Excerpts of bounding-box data

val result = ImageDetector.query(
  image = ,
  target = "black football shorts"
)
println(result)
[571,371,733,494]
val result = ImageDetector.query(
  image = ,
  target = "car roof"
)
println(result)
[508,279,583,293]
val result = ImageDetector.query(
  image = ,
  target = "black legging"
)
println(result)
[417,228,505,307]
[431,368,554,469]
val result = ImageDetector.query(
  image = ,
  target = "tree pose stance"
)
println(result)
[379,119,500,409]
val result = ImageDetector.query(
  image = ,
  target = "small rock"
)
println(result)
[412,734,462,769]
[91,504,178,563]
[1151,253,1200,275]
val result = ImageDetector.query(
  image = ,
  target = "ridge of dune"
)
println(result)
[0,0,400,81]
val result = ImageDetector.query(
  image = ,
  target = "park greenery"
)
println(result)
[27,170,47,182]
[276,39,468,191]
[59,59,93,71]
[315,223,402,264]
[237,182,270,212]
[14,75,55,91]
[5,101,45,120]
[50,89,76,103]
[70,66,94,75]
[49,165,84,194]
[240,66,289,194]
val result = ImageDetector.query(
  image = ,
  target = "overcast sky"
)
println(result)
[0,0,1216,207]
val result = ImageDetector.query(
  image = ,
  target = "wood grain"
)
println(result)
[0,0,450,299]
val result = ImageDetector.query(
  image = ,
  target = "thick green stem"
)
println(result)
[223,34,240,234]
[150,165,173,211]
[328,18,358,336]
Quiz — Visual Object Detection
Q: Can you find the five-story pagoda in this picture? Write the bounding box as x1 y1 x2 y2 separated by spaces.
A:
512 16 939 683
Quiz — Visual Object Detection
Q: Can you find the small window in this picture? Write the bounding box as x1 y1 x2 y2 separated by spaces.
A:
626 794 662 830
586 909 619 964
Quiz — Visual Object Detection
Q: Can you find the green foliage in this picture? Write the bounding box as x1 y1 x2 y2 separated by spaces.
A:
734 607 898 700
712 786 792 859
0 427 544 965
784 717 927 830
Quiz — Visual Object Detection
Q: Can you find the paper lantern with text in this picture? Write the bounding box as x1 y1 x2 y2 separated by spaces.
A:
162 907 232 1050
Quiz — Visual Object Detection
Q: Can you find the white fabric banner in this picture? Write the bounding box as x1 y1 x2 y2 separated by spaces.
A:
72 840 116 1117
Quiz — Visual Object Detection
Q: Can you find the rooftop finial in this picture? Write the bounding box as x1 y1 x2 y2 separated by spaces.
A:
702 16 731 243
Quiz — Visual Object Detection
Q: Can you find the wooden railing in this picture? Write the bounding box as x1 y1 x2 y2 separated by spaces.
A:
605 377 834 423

> **Given request**: Copy every one of the records above word for word, from the first line through the last.

> **Answer in full**:
val result = ImageDetector.query(
  image = ,
  target = "black football shorts"
)
println(result)
[571,371,733,494]
val result = ImageDetector.query(
  image = ,
  target = "car roof"
)
println(result)
[508,279,583,293]
val result = ImageDetector.query(
  image = ,
  target = "black legging"
)
println(result)
[417,228,505,307]
[431,368,554,469]
val result = ImageDetector.query(
  image = ,
  target = "tree pose stance"
)
println(result)
[379,119,500,409]
val result = ImageDetector.query(
  image = ,
  target = "small rock"
)
println(result)
[412,734,462,769]
[91,504,178,563]
[1151,253,1200,275]
val result = ImageDetector.query(
  image = ,
  target = "ridge of dune"
)
println(result)
[0,0,400,81]
val result = ImageDetector.query(
  image = ,
  target = "park greenery"
)
println(result)
[27,170,47,182]
[276,39,468,191]
[59,59,93,71]
[315,223,402,264]
[237,182,270,212]
[14,75,55,91]
[5,101,45,120]
[50,89,76,103]
[70,66,94,75]
[49,165,84,194]
[240,66,289,194]
val result = ImageDetector.query(
  image = ,
  target = "overcast sky"
)
println(result)
[0,0,1216,207]
val result = ImageDetector.query(
  image = ,
  target = "wood grain"
)
println(result)
[0,0,450,299]
val result = ImageDetector.query(
  image = ,
  target = "thick green stem"
)
println(result)
[223,34,240,234]
[150,165,173,211]
[328,18,358,336]
Quiz — Visual Object Detection
Q: Can you find the five-story pagoda in this picture? Write the bounding box as x1 y1 x2 y2 separated by spaces.
A:
512 16 939 683
Quiz — Visual Object Detection
Q: Can you find the small window in this picture? Write the bounding box as x1 y1 x2 y2 separated by spaces.
A:
626 794 662 830
586 909 619 964
Quiz — Visual Object Detection
Q: Can you find the green foliage in this picture? Write the bounding box as x1 y1 x2 y2 separated by spaces.
A:
734 607 898 700
712 786 792 859
0 427 544 965
784 717 927 830
Quiz — Visual Object Detection
Q: Can you find the paper lantern with text in this picture? Write the bounding box as x1 y1 x2 y2 separated by spaces.
A:
162 907 232 1050
Quiz — Visual Object Detection
Q: Can you find the white fabric banner in this picture? Write the bounding box as x1 y1 x2 y2 separated by spaces.
A:
72 840 116 1117
Quiz — Visual Object Detection
Q: Can you find the rooftop finial in this picture? Write the bounding box as x1 y1 x2 y2 separated by spaces.
A:
702 16 731 243
Quiz — Visual Object Detection
Q: Can you find the wooden railing in this picture? Write the bounding box as x1 y1 x2 y2 separated by spaces.
A:
605 377 834 423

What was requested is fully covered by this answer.